PROBLEM
Search the entries for the word "cable" and pull out each line that has it.

INFORMATION

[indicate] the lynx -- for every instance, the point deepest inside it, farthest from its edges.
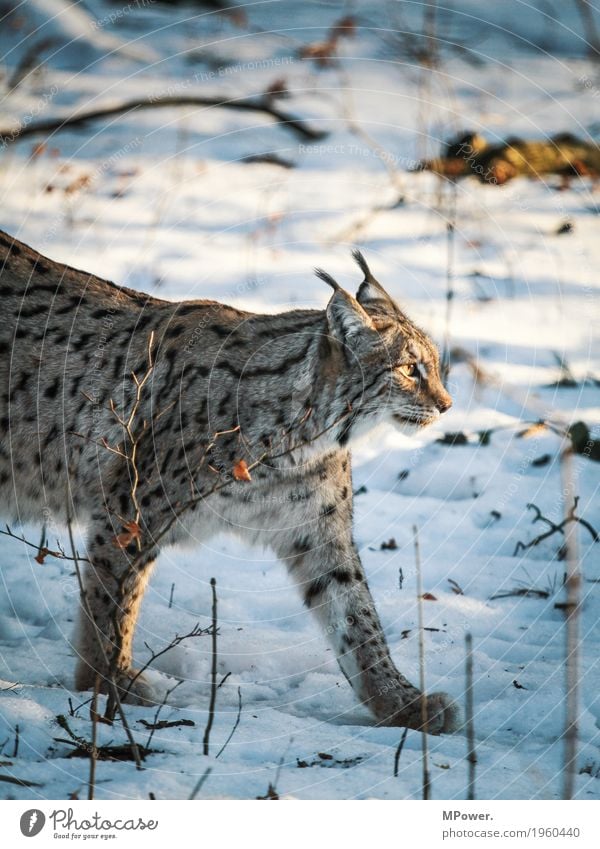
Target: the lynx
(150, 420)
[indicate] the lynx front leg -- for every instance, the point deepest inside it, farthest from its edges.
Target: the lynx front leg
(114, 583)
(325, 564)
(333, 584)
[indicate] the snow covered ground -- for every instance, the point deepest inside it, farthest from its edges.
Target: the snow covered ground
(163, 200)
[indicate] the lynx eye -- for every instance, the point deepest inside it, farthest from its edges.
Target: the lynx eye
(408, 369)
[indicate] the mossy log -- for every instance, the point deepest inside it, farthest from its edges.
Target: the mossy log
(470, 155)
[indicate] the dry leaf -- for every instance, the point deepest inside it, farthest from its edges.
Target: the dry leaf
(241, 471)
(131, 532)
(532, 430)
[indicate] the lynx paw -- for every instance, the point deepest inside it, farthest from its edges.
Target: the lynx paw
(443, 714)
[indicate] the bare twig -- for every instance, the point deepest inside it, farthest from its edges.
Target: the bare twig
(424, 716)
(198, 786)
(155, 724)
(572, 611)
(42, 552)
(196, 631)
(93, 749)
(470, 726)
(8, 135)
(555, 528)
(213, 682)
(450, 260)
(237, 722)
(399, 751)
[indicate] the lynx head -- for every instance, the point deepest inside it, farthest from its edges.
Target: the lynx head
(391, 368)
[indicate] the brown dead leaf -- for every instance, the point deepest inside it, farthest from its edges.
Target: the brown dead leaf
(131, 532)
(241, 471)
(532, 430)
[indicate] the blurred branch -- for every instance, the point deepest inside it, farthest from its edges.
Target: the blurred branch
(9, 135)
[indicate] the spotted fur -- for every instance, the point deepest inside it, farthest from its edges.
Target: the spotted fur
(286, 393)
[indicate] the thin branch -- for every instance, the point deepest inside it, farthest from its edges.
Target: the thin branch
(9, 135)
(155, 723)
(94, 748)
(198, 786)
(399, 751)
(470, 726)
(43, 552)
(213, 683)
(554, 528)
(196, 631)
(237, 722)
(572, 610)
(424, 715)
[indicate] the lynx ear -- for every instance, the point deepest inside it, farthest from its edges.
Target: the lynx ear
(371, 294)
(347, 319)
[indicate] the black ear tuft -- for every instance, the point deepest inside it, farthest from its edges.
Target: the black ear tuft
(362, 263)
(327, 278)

--

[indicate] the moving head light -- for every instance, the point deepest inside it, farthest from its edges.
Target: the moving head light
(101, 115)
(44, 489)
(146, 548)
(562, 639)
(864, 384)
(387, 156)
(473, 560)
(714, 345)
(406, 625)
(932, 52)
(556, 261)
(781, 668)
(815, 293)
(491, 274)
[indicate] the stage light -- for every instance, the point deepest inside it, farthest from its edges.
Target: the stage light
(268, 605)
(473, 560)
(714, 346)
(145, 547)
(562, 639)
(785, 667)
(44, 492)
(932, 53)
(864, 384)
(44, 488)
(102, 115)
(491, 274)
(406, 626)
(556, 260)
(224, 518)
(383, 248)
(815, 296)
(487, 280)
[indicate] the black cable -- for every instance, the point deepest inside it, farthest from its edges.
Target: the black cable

YOUR SOLUTION
[indicate] the black cable -- for every instance, the point deepest inside it, farthest from its edges.
Target: the black cable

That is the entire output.